'''
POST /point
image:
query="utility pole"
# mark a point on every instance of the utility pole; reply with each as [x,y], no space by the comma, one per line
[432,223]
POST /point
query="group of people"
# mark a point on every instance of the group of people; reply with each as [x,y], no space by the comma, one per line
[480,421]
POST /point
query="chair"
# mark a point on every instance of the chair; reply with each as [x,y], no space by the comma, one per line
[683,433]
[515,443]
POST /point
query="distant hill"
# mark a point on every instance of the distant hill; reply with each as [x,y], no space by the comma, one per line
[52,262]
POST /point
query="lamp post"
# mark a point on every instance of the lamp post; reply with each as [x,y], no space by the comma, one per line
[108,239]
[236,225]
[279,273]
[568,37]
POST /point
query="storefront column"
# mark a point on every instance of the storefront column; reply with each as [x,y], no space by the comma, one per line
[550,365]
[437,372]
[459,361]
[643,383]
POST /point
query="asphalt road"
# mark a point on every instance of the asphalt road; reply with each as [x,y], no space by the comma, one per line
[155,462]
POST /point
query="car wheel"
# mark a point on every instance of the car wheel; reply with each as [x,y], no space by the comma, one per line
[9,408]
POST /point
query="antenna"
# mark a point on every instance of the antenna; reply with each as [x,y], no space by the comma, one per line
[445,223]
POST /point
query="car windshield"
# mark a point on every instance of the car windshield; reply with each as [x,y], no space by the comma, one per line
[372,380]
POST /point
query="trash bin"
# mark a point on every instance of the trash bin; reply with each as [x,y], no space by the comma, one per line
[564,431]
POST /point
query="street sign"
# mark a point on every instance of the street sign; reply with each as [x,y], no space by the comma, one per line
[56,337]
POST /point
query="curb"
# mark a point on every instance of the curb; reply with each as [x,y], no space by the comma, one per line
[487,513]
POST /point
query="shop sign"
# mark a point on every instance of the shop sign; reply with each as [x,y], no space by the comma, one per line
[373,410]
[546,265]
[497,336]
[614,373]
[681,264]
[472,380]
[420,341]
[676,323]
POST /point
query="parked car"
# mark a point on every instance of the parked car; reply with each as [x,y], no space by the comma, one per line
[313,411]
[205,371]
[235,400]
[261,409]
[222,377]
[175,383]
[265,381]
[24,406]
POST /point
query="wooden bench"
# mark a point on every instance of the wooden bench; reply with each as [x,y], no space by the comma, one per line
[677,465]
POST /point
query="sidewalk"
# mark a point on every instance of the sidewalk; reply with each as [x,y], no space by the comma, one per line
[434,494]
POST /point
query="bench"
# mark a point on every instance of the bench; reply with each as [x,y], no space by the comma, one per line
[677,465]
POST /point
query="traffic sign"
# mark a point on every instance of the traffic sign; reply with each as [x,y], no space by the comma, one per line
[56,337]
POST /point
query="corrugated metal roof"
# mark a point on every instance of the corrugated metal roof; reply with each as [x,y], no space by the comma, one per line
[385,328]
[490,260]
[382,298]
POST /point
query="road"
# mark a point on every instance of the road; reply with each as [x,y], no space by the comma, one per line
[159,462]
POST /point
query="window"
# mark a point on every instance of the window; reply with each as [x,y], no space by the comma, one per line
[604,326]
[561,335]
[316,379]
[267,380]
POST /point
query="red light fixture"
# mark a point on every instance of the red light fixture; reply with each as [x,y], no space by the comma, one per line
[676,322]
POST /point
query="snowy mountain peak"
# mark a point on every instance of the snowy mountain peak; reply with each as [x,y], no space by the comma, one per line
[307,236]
'''
Written problem |
Retype the listing above in full, with no alterations.

Correct result |
POST /point
image:
query="utility pole"
# mark a point on every instance of the utility pole; reply with each as [x,y], no space by the comma, one per line
[432,223]
POST /point
query="group of people"
# mark a point on every instance of the group of people; reply with each as [x,y], no space by the comma, one per line
[480,421]
POST /point
query="chair"
# mark a point on every instance of the chair; reply with each as [x,y], no space by the comma, one per line
[683,433]
[515,443]
POST /point
query="distant hill"
# mark a point on every instance of the distant hill; reply with each as [x,y], no space by the comma, one per line
[52,262]
POST /point
query="lamp post"
# mark a point on every instance of the lamp post; reply with each as [x,y], no space by the comma, one per line
[108,239]
[236,225]
[279,273]
[568,37]
POST /point
query="storefront column"
# mark a point on every instance of the storefront column; reply with each as [x,y], no space by the comma, one per line
[550,365]
[437,372]
[459,361]
[643,383]
POST /point
query="asphalt road"
# mark a point on every instance of the asphalt road; reply with each as [x,y], no space by the comma, one per line
[155,462]
POST /point
query="car wheel"
# mark a point on every instance of the car wheel; reply with each as [x,y], no space by the comma, one per line
[9,408]
POST /point
query="antenna"
# mark a point on every instance of the antenna; reply with each as [x,y], no space by the comma, one per line
[445,223]
POST /point
query="car windshield"
# mark a point on every instance of the car windshield; reply with each as [x,y], no space by the comma, one per line
[372,380]
POST /point
query="trash bin"
# mark a point on every instance of the trash bin; reply with each as [x,y], no space by the comma, one per line
[564,431]
POST /point
query="street sign"
# mark a point on every instance of the street sign; reply with each as [x,y], no space by the comma, one per line
[56,337]
POST /point
query="curb"
# mark a point on every instance of the curb; reply with each as [x,y], no space by the comma, one per line
[487,513]
POST /point
query="shop sign"
# mark a point on every instance of the shop sign; reply with each as [x,y], no space by the comma, one per line
[373,410]
[546,265]
[497,336]
[614,373]
[681,264]
[472,380]
[420,341]
[676,323]
POST /point
query="parked car"
# mark a point on every instance of the parked car; reply with each as [x,y], no space by the comma, one per line
[313,411]
[205,371]
[235,400]
[261,409]
[222,377]
[175,383]
[265,381]
[24,406]
POST /point
query="wooden bench"
# mark a point on every instance of the wooden bench; reply with each as [x,y], no space by the comma, one per line
[677,465]
POST /point
query="sidewalk"
# mark a point on every instance of the sidewalk; reply with each as [x,y], no space by the comma, one per line
[434,494]
POST /point
query="bench"
# mark a point on every instance of the bench; reply with each as [x,y], no space by the comma, one per line
[677,465]
POST /point
query="traffic sign"
# mark a point on every instance of the traffic sign; reply with each as [x,y], no space by the comma, one per line
[56,337]
POST /point
query="corrugated metal roof"
# mark a point on every instance of the corrugated metal roof; reply with each as [x,y], no space by the comma, one per line
[385,328]
[490,260]
[382,298]
POST /point
query="road"
# mark a point on every instance of the road; reply with each as [x,y], no space by the comma, one per line
[159,462]
POST /point
query="window"
# mark a point on every instance of the window; reply with each as [x,y], no space by the comma, one per line
[604,326]
[561,335]
[316,379]
[267,380]
POST /point
query="red light fixture"
# mark a point on every instance of the red light fixture; reply with each as [x,y], no space by the comma, one per line
[676,322]
POST /point
query="snowy mountain peak"
# mark a point on every instance of the snowy mountain peak; reply with each as [x,y], no space by the comma, one per line
[307,236]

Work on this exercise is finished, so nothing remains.